■ **Excerpt provided**
◆ ◆ ◆ ◆ ◆ ◆ ◆
One of the greatest mysteries of my musical fandom is the fact that I have never appeared to sing the praises of Bjork Gudmundsdottir, even at a time when people knew I was a huge admirer of her work, and carried the burning torch of infatuation for her.
The thing is, I have actually been a fan of her work for close on thirty years now, although admittedly there was a time when I owned her records but didn't have a clue who she was. How so?, I don't hear you ask. Well let's take a look at the musical output of the woman who really should be my female Morrissey, and we'll see how it all fits into place....
Back in the 1980s I, like so many of my friends, were guilty of purchasing records purely because they were on a certain record label; Sarah, Factory, Creation and, especially in the early eighties, Crass. Any record that came in a black and white wraparound sleeve with the familiar Crass font, would be almost immediately snapped up. Whether we'd heard the record, or even heard of the band, didn't make the slightest bit of difference. And that, my friends, is how I came to end up with 'The Eye', a 7" Crass release by a band called KUKL(which translates as 'sorcery'). I never really twigged that they were Icelandic, just that they must be foreign given their unusual moniker and their even more unusual bandmember names; Stigtryggur Baldurson? What gives??
◆ ◆ ◆ ◆ ◆ ◆ ◆
■ **Excerpts from point annotation data**
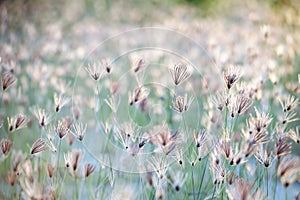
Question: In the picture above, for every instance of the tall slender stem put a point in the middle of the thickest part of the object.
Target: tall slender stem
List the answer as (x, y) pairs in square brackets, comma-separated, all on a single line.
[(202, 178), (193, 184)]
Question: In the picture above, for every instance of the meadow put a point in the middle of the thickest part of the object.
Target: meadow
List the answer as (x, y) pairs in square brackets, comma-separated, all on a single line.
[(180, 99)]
◆ ◆ ◆ ◆ ◆ ◆ ◆
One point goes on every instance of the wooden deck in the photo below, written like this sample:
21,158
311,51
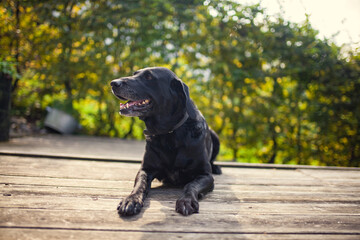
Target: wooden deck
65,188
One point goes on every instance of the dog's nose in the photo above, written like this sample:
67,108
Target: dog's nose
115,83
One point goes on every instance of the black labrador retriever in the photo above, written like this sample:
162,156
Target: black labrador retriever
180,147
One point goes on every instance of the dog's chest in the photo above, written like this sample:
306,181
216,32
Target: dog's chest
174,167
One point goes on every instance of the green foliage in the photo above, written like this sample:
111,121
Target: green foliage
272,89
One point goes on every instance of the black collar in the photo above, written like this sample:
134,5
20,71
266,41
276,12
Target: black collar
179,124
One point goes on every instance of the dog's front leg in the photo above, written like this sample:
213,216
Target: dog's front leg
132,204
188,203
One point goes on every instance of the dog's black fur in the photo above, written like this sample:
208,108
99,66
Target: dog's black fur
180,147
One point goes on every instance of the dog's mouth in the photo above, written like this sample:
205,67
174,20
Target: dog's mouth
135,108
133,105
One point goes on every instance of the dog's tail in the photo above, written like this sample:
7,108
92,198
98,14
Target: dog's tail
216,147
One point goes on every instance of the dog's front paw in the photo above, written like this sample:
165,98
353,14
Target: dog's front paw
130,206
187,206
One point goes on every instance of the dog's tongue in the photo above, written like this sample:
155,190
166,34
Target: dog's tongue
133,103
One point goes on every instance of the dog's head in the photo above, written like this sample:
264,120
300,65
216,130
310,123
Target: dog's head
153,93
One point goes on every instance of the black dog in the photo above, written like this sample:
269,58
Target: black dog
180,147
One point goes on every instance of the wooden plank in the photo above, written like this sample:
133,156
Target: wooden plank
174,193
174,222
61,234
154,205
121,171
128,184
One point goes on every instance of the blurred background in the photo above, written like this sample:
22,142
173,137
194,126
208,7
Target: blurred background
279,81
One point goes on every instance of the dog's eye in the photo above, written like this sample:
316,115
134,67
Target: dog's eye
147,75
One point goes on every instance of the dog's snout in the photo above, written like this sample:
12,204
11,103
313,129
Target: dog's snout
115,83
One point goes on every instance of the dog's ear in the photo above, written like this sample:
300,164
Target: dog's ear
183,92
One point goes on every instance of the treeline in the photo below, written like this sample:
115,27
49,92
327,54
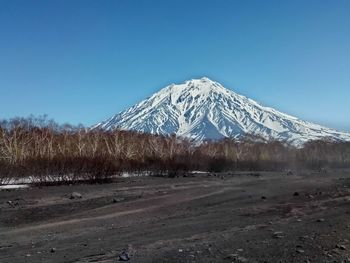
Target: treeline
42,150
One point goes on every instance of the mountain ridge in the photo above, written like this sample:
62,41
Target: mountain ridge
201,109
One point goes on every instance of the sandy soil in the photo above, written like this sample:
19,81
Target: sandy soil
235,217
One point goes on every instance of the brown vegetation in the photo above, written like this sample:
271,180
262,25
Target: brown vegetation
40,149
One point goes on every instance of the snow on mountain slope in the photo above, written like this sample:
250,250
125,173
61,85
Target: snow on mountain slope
◆ ◆ ◆ ◆ ◆ ◆ ◆
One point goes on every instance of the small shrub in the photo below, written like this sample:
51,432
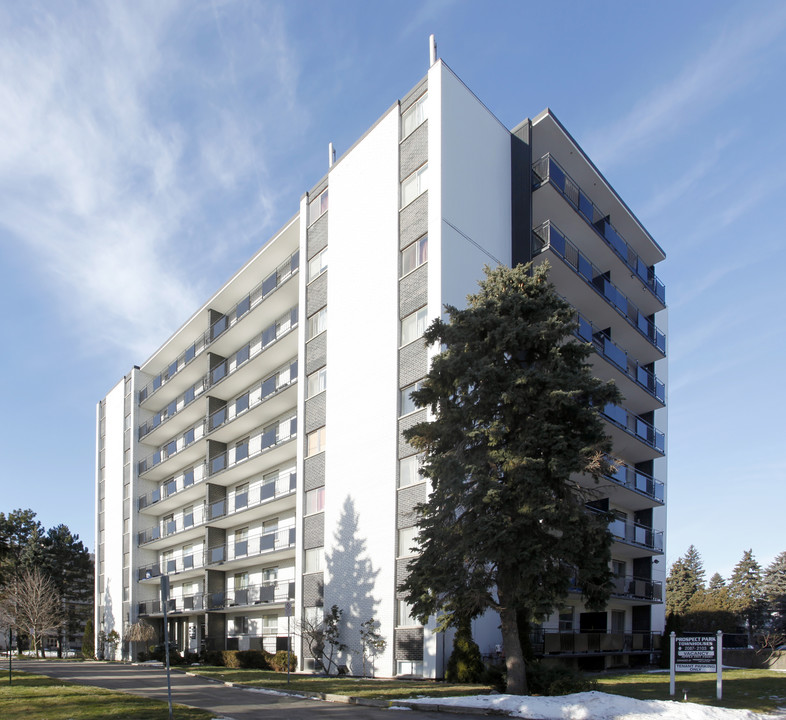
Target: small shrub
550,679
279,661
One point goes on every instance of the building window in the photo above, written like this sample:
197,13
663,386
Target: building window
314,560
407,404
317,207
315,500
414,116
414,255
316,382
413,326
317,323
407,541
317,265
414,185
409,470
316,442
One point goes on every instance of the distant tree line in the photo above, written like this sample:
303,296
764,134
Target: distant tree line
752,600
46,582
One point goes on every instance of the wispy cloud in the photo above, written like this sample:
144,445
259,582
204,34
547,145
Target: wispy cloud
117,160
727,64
◆ ◆ ◆ ◆ ◆ ◆ ◆
■ **Set of tasks**
a – According to the piece on Björk, what does the band name KUKL translate as?
b – Write out the stretch of the piece on Björk from "The thing is, I" through "fits into place....", switching "thirty" to "twenty".
c – Pick up the piece on Björk after its last sentence and carry it on.

■ **Answer list**
a – 'Sorcery'

b –
The thing is, I have actually been a fan of her work for close on twenty years now, although admittedly there was a time when I owned her records but didn't have a clue who she was. How so?, I don't hear you ask. Well let's take a look at the musical output of the woman who really should be my female Morrissey, and we'll see how it all fits into place....

c –
I wish I could portray myself as unbearably smug and claim that even back in 1984 I knew Bjork was in for a stellar career, but in truth I hardly played the record. It was too scratchy, scrapey and skronky and featured some ranting mad bloke (Einar Orn Benediktsson) and a girl who sounded like a sexually frustrated whale (our heroine of the piece).
A year or so later there followed an album 'Holidays In Europe' which I bought, purely out of curiosity, played once and filed away in the 'won't be playing that mad bollocks again' box. The album was set out like a trip round Europe, each song had a two-part title; one which gave the name of a place, the other which I expect was supposed to describe what happened in the said destination.
Years later I can now listen to the album and it doesn't sound too extreme, but back in the day it was like being assaulted by, not so much the loony on the bus, but a whole busload of loonies.
Then, one day in 1987, John Peel played 'Birthday' by a band called The Sugarcubes.....
It was incredible!
Everyone I know went mad for this amazing sounding record. We gathered en masse to celebrate this extraordinary beast and all proclaimed in unison, "That girl's voice is AMAZING!!!". I wish I could have been way ahead of the pack an immediately claimed that, of course, I'd been following her career for years, but it still didn't click that this was the same singer from KUKL. In fact it WAS KUKL, just with a different name, a different label, and a more commercial sound. Well....'slightly' more commercial; it was still weird, and still had that mad bloke ranting and parping his trumpet all over the tracks, but it WAS radio-friendly.
It was in an interview in the NME that it all fell into place. Singer Bjork had been a child star in Iceland, even releasing an album.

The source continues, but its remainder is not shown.